Please quote the material exactly, every line of it.

● ● ● ● ●

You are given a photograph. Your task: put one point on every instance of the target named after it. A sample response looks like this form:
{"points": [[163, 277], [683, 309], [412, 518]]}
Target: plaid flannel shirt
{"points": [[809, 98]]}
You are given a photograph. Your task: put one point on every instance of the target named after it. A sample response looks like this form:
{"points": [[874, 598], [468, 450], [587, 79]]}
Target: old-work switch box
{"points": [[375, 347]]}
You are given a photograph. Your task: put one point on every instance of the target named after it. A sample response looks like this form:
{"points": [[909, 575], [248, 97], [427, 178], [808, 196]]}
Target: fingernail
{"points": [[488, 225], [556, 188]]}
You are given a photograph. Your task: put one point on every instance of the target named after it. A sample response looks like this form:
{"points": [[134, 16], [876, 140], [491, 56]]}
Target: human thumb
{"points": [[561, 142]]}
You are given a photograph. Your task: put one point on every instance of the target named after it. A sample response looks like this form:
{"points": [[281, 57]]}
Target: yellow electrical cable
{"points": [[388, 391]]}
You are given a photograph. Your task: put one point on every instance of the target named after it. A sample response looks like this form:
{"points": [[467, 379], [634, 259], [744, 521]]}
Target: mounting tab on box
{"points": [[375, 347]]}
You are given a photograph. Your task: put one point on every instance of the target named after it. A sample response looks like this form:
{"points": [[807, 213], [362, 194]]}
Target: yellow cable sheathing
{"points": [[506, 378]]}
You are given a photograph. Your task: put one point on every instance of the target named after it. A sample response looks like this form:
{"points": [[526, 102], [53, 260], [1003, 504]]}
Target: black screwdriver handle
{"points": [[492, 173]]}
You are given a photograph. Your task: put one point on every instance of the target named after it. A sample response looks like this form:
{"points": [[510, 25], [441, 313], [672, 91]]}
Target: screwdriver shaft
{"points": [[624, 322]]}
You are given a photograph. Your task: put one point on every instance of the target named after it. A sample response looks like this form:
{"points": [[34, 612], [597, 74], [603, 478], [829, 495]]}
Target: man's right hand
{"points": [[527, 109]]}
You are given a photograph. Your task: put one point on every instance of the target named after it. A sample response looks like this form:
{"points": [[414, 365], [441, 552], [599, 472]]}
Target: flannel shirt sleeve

● ● ● ● ●

# RESPONSE TO THIS EXERCISE
You are given a photograph. Your task: put one point on every instance of the target named after it. A sample response looks like this form:
{"points": [[163, 277], [683, 309], [412, 518]]}
Target: plaid flannel shirt
{"points": [[809, 98]]}
You are given a photograph. Your task: put one point on every instance of the target named after it. A sample response looks like this form:
{"points": [[874, 598], [468, 450], [587, 79]]}
Target: old-work switch box
{"points": [[375, 347]]}
You are given a photograph. Your task: put one point on every instance of the target named after it. A sample response looks like this form:
{"points": [[909, 575], [248, 97], [427, 178], [808, 196]]}
Target: fingernail
{"points": [[488, 225], [556, 188]]}
You are given a photograph. Your task: put one point on every instance of the target named after it. A sample response looks like this form:
{"points": [[134, 16], [876, 140], [491, 56]]}
Target: human thumb
{"points": [[561, 142]]}
You are given a photograph. Your task: put one point on every instance of the target named after it. A sample response looks like this form:
{"points": [[281, 57]]}
Target: yellow electrical cable
{"points": [[388, 391]]}
You are given a photograph. Your task: put one point on every instance of the target named after it. A sample response looks like this form:
{"points": [[467, 379], [634, 259], [744, 521]]}
Target: mounting tab on box
{"points": [[375, 347]]}
You are given a photograph. Your task: put one point on every instance of the target named after it. A sample response looks like this form:
{"points": [[807, 213], [362, 194]]}
Target: yellow cable sheathing
{"points": [[506, 378]]}
You are given a photograph. Your task: put one point on every instance of the target named after it. A sample response looks like this form:
{"points": [[526, 102], [53, 260], [1003, 504]]}
Target: black screwdriver handle
{"points": [[492, 173]]}
You are given a photograph. Your task: put one point on every instance of the target named after it. A sample response looks like this form:
{"points": [[510, 25], [441, 313], [672, 91]]}
Target: screwdriver shaft
{"points": [[624, 322]]}
You are given a photograph. Your task: put one point on every instance of the target named after it. A sample response looks like this form:
{"points": [[34, 612], [597, 74], [603, 478], [829, 495]]}
Target: man's right hand
{"points": [[527, 109]]}
You are given a photograph. Your task: put one point on every instance of the target named after it. A sample response looks like this form:
{"points": [[414, 365], [441, 552], [599, 472]]}
Target: flannel shirt sleeve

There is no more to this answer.